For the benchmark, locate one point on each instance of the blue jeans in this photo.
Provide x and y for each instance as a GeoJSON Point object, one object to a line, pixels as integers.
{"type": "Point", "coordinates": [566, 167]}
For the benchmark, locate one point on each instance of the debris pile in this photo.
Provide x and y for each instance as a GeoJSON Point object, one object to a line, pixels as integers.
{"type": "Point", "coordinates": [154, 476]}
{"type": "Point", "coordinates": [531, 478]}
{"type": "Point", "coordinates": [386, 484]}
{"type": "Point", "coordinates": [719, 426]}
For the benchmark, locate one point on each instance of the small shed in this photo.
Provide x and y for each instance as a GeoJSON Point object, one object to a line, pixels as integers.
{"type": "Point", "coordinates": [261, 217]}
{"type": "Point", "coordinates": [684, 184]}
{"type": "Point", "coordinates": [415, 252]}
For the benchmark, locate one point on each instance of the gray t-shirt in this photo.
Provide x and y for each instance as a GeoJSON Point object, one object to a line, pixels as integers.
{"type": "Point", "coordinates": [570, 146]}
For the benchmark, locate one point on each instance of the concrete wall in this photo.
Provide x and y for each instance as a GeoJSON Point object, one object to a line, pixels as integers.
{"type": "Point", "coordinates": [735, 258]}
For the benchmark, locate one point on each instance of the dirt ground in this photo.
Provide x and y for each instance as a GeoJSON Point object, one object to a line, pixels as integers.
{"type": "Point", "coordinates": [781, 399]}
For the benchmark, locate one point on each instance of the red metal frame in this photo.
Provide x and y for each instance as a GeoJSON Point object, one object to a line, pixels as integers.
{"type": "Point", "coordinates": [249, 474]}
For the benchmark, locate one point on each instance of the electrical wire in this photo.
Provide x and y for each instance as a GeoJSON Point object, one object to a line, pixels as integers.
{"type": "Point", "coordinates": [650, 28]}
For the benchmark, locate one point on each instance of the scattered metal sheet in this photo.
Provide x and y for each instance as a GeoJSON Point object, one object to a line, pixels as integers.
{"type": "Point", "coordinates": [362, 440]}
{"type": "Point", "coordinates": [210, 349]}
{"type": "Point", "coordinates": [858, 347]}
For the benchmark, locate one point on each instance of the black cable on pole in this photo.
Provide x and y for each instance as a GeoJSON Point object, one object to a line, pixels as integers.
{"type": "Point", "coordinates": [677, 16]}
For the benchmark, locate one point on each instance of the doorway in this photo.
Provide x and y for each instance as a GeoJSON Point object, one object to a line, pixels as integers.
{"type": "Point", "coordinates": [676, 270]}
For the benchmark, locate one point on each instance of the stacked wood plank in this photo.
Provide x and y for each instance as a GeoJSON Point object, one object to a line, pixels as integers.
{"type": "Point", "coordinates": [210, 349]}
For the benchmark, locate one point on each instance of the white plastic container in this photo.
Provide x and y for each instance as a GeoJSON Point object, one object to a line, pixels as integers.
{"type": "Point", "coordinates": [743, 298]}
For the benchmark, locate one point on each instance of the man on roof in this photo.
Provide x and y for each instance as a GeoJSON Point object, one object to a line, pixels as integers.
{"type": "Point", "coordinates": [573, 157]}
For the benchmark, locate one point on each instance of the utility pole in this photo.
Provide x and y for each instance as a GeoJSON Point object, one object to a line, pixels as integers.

=======

* What to produce
Please quote the data above in full, with no line missing.

* Result
For the benchmark, locate one point on each instance of the blue jeans in this photo.
Provide x and y for each instance as a GeoJSON Point object, one object to a line, pixels as integers.
{"type": "Point", "coordinates": [566, 167]}
For the benchmark, locate one point on each instance of the debris pile in this photo.
Provide x and y for each instance as a GeoJSON Point object, one object to a line, pixels as integers.
{"type": "Point", "coordinates": [154, 476]}
{"type": "Point", "coordinates": [531, 478]}
{"type": "Point", "coordinates": [386, 484]}
{"type": "Point", "coordinates": [719, 426]}
For the benchmark, locate one point on each instance of the small shed in this photo.
Provide x and y for each instance as a GeoJSON Point object, one object to a line, pixels as integers.
{"type": "Point", "coordinates": [261, 217]}
{"type": "Point", "coordinates": [684, 184]}
{"type": "Point", "coordinates": [415, 252]}
For the benchmark, locate one point on each instance of the gray t-shirt in this photo.
Provide x and y for each instance as a GeoJSON Point object, one object to a line, pixels as integers.
{"type": "Point", "coordinates": [570, 146]}
For the benchmark, locate one point on each instance of the concrete wall in this photo.
Provide x and y for each instance as a GeoJSON Point object, one object to a line, pixels as integers.
{"type": "Point", "coordinates": [735, 258]}
For the benchmark, locate one point on each instance of the dirt ground in this photo.
Provide x and y for each instance as a GeoJSON Point object, one object to a line, pixels as integers.
{"type": "Point", "coordinates": [781, 399]}
For the benchmark, locate one point on each instance of the red metal frame in this photo.
Provide x and y for each instance as a GeoJSON Point object, one object to a line, pixels as integers.
{"type": "Point", "coordinates": [249, 474]}
For the benchmark, locate one point on each instance of the electrical wire in this photo.
Provide x and y for each instance as a GeoJSON Point object, one object to a line, pixels as integers.
{"type": "Point", "coordinates": [650, 28]}
For the benchmark, locate one point on each instance of the scattered metal sheet in this photo.
Provide x and y for each instance as a GeoJSON Point object, one object to a line, pixels as integers.
{"type": "Point", "coordinates": [362, 440]}
{"type": "Point", "coordinates": [210, 349]}
{"type": "Point", "coordinates": [858, 347]}
For the benchmark, locate one point on each instance of the black cable on pole in this photo.
Provide x and y for each instance as a GeoJSON Point object, one object to a line, pixels as integers.
{"type": "Point", "coordinates": [677, 16]}
For the benchmark, locate one point on each instance of the doorway in this photo.
Provide x and y for each instance as a GeoJSON Point object, one object to a line, pixels as integers.
{"type": "Point", "coordinates": [676, 270]}
For the benchmark, locate one point on each instance of the stacked wood plank in this photo.
Provide x and y for each instance as a GeoJSON Point object, one object to a line, pixels as integers.
{"type": "Point", "coordinates": [210, 349]}
For the benchmark, locate one point on each instance of the white plastic container in this photo.
Provide x and y for each instance as a GeoJSON Point object, one object to a line, pixels as integers.
{"type": "Point", "coordinates": [743, 298]}
For the benchmark, locate one point on each instance of the man on roof in this photo.
Provide x and y for each instance as a GeoJSON Point object, one object to a line, pixels as integers.
{"type": "Point", "coordinates": [573, 157]}
For the benchmark, locate one point on each instance of the utility pole in this photo.
Provide x and y for each instance as a GeoJSON Point object, one object to a line, pixels as integers.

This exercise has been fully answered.